### The input
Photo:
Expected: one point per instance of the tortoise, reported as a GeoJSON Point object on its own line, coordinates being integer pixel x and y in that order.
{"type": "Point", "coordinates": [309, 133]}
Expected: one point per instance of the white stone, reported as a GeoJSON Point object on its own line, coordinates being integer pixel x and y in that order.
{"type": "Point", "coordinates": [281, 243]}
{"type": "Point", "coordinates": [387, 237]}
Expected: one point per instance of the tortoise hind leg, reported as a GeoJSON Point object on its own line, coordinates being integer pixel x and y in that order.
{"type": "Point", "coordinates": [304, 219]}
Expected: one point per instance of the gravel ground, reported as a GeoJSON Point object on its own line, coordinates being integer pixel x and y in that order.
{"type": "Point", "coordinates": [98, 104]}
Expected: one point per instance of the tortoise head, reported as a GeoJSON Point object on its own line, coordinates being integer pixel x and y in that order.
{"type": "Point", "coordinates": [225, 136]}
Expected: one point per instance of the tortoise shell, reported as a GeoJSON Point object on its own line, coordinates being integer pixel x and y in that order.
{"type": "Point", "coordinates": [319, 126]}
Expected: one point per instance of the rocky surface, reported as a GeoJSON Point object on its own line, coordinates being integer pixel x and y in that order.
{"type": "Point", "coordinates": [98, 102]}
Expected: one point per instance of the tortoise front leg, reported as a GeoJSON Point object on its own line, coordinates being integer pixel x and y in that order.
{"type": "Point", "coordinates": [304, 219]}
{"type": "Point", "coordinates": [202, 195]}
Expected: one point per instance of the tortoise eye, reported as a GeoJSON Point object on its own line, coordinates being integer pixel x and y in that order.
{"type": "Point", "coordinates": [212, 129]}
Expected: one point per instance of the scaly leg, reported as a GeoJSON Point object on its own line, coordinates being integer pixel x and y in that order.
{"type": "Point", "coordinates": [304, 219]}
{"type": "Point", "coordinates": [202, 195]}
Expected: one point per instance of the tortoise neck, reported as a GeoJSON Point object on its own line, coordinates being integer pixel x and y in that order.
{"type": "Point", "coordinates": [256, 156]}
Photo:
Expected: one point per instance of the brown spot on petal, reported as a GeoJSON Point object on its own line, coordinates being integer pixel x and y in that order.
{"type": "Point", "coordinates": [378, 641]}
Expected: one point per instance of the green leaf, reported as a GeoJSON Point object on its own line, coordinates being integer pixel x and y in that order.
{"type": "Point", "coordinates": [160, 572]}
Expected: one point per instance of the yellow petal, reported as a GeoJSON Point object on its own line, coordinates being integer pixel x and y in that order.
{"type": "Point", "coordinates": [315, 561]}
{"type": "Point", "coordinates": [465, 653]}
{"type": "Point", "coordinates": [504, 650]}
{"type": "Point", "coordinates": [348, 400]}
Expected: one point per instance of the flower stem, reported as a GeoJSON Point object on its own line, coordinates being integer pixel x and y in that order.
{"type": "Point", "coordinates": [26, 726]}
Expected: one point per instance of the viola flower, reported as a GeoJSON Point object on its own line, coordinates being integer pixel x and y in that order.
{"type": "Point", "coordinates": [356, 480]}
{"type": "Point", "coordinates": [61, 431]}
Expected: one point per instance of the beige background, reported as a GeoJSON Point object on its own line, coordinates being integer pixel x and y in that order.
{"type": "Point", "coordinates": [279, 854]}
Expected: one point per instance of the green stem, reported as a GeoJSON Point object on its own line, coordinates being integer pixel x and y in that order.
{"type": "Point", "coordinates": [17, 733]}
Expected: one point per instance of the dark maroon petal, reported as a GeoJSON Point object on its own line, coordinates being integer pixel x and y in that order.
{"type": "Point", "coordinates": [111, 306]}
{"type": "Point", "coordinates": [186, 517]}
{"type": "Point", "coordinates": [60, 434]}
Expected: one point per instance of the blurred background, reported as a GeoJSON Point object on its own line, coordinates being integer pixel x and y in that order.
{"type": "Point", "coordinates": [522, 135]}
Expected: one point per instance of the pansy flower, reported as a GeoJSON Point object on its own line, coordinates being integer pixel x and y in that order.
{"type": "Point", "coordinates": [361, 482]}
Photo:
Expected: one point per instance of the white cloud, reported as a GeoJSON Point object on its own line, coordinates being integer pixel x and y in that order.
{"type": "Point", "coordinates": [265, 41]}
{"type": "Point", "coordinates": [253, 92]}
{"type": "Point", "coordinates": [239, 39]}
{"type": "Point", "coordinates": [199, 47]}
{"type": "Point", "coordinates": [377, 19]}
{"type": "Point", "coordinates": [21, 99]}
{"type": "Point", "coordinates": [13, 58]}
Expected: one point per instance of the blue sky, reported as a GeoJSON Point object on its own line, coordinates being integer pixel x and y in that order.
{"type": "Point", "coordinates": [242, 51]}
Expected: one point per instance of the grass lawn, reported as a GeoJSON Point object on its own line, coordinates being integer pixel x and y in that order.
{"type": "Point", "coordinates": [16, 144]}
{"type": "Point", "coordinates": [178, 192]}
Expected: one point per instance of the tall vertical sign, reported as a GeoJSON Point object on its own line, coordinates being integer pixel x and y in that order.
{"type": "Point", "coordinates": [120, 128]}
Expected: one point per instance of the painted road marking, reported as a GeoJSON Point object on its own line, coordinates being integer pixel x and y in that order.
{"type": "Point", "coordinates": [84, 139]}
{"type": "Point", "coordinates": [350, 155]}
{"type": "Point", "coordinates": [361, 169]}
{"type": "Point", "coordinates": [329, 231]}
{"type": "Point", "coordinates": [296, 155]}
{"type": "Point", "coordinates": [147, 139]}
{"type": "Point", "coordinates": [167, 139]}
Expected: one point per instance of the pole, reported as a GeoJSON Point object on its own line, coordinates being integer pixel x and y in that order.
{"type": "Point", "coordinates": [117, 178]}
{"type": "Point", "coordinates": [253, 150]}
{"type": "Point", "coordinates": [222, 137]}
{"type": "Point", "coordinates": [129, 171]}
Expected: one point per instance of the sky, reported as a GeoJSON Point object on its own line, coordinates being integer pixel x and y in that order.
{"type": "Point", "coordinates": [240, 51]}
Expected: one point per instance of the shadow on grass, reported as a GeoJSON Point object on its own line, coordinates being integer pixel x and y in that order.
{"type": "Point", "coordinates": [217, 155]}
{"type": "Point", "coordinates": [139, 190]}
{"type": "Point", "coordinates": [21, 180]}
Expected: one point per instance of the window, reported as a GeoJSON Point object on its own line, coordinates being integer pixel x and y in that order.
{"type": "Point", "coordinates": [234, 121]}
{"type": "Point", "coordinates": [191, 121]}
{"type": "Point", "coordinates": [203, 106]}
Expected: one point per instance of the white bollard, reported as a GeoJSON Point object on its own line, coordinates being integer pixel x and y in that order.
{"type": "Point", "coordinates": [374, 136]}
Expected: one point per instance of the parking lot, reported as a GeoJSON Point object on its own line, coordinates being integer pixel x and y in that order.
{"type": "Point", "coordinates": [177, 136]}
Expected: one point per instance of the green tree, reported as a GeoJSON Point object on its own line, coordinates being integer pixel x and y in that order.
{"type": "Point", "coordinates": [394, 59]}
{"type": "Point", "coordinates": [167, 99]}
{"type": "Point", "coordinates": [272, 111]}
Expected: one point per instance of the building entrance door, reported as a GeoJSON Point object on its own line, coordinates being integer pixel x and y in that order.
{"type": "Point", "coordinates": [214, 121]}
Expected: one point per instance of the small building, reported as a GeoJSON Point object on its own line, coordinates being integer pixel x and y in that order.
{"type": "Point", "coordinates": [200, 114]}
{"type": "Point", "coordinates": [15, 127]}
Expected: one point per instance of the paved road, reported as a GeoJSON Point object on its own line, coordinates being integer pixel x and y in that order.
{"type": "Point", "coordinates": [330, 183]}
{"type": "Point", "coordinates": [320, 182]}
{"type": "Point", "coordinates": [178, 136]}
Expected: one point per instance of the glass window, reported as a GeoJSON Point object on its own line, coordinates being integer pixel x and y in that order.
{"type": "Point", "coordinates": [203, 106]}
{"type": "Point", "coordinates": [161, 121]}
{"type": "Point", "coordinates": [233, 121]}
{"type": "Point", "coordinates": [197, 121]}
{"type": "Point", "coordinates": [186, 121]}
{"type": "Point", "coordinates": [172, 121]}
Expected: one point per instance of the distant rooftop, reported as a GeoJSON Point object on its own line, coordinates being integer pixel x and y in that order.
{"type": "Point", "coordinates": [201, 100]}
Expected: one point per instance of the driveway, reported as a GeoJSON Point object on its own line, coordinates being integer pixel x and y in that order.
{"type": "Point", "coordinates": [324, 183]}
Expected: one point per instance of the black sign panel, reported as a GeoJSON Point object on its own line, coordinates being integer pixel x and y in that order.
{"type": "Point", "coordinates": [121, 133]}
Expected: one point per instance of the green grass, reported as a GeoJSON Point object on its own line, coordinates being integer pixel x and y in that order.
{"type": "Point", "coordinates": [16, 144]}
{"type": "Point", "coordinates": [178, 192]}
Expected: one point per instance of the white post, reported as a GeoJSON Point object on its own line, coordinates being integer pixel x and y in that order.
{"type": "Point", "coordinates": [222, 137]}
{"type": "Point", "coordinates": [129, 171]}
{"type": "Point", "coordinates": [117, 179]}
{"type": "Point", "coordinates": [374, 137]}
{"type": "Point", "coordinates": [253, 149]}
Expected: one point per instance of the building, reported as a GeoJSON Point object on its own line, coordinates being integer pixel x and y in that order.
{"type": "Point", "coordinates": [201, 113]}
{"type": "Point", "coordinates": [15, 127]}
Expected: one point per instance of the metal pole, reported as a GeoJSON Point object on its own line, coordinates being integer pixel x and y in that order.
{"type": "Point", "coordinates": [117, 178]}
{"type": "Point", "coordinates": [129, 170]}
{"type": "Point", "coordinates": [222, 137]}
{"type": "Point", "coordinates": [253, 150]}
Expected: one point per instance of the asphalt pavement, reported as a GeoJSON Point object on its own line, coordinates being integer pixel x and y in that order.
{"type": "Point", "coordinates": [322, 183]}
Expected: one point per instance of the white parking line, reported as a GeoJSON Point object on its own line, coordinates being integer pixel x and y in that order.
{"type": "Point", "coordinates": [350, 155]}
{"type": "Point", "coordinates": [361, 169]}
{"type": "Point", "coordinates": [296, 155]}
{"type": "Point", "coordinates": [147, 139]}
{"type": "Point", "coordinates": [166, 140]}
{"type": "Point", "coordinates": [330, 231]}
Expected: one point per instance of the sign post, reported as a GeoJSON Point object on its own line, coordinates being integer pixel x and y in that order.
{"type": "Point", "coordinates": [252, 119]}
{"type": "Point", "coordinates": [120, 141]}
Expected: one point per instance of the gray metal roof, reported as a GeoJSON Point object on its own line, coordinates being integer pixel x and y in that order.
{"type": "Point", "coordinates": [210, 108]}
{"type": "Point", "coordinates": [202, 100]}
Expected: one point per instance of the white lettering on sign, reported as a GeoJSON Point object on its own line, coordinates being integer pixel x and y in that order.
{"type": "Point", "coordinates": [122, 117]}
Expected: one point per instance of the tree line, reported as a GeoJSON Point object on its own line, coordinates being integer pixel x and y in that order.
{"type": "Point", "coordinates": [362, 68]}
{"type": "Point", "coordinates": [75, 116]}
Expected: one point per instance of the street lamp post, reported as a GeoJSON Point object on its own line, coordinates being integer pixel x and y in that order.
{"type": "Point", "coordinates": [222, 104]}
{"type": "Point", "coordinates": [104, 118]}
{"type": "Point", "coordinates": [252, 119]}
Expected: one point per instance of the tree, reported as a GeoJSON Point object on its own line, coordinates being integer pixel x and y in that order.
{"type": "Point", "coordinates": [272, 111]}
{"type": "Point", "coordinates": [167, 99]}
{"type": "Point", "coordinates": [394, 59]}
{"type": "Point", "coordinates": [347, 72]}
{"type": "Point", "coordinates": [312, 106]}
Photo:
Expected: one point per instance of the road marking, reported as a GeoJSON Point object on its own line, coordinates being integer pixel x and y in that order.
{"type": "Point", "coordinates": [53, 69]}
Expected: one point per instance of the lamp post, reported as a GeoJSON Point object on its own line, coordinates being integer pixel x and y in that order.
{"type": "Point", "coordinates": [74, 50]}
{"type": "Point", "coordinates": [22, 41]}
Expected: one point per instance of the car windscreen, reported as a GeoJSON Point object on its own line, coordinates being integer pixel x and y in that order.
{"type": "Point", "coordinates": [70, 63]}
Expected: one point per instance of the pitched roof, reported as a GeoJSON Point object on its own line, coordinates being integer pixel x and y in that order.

### Exercise
In the listing above, find the line with "Expected: one point per instance of the lamp" and set down that line and all after it exactly, through the final line.

### Correct output
Expected: one point per instance of the lamp post, reported as a GeoJSON Point object on its own line, coordinates being integer pixel x and y in that order.
{"type": "Point", "coordinates": [74, 50]}
{"type": "Point", "coordinates": [22, 41]}
Expected: one point per instance of the car windscreen, reported as a GeoJSON Point object on its own line, coordinates being integer pixel x and y in that order.
{"type": "Point", "coordinates": [70, 63]}
Expected: one point per instance of the pitched roof, reported as a GeoJSON Point object on its own line, coordinates being integer pixel x and y in that order.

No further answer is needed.